Theodore Wendel is one of the most respected American impressionists and major museums and collectors are eager to purchase exquisitely rendered works like View from the Artist’s Farmhouse, Ipswich, MA that display Wendel’s finest period of impressionism. He is considered the “most French” of American painters along with Theodore Robinson and Childe Hassam.
Wendel was born in Midway, Ohio, and lived in Newport (RI), Boston (1889-1898) and Ipswich (MA, 1898-). As a boy, he joined a circus as an acrobat. He studied with Thomas Noble at the McMicken School of Art at the University of Cincinnati, where he met and became a life long friend of Joseph DeCamp. He and DeCamp traveled to Munich, Germany, in 1878, to study with Frank Duveneck at the Munich Academy and they became known as “The Duveneck Boys.” Duveneck, Chase, Whistler, Twachtman and Wendel painted landscapes and figural paintings in Polling, Florence, and Venice from 1878-1880. Most of his paintings from this period disappeared and are very rare. He sailed for Newport, Rhode Island in 1882 and lived briefly in New York. In 1883, he exhibited in Cincinnati with Twachtman, DeCamp and Potthast and in that year Wendel and Louis Ritter moved to Boston (soon followed by DeCamp) and opened a studio.

Data shown »

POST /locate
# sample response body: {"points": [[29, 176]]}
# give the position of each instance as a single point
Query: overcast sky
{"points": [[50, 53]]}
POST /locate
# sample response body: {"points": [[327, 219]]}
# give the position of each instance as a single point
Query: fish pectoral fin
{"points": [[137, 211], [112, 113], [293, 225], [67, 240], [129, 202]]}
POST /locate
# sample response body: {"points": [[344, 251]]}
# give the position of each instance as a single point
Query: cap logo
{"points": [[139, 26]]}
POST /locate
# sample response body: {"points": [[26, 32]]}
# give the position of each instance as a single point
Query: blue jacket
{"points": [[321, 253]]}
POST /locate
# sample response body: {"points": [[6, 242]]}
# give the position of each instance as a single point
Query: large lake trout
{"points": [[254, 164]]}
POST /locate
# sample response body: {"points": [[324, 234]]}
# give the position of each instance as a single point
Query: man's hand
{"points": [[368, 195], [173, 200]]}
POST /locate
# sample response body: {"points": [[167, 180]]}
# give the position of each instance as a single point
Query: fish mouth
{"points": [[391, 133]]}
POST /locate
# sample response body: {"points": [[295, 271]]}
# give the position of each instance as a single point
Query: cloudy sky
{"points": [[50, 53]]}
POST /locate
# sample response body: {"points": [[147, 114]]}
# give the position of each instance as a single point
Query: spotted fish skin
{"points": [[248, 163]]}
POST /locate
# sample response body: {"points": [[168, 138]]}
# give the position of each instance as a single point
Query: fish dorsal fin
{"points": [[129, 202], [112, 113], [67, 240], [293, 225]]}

Instructions to follow » Copy the passage about Theodore Wendel, starting with "Theodore Wendel is" and going on through "and Childe Hassam.", and change "museums" to "galleries". You won't need the rows for this.

Answer to this exercise »
Theodore Wendel is one of the most respected American impressionists and major galleries and collectors are eager to purchase exquisitely rendered works like View from the Artist’s Farmhouse, Ipswich, MA that display Wendel’s finest period of impressionism. He is considered the “most French” of American painters along with Theodore Robinson and Childe Hassam.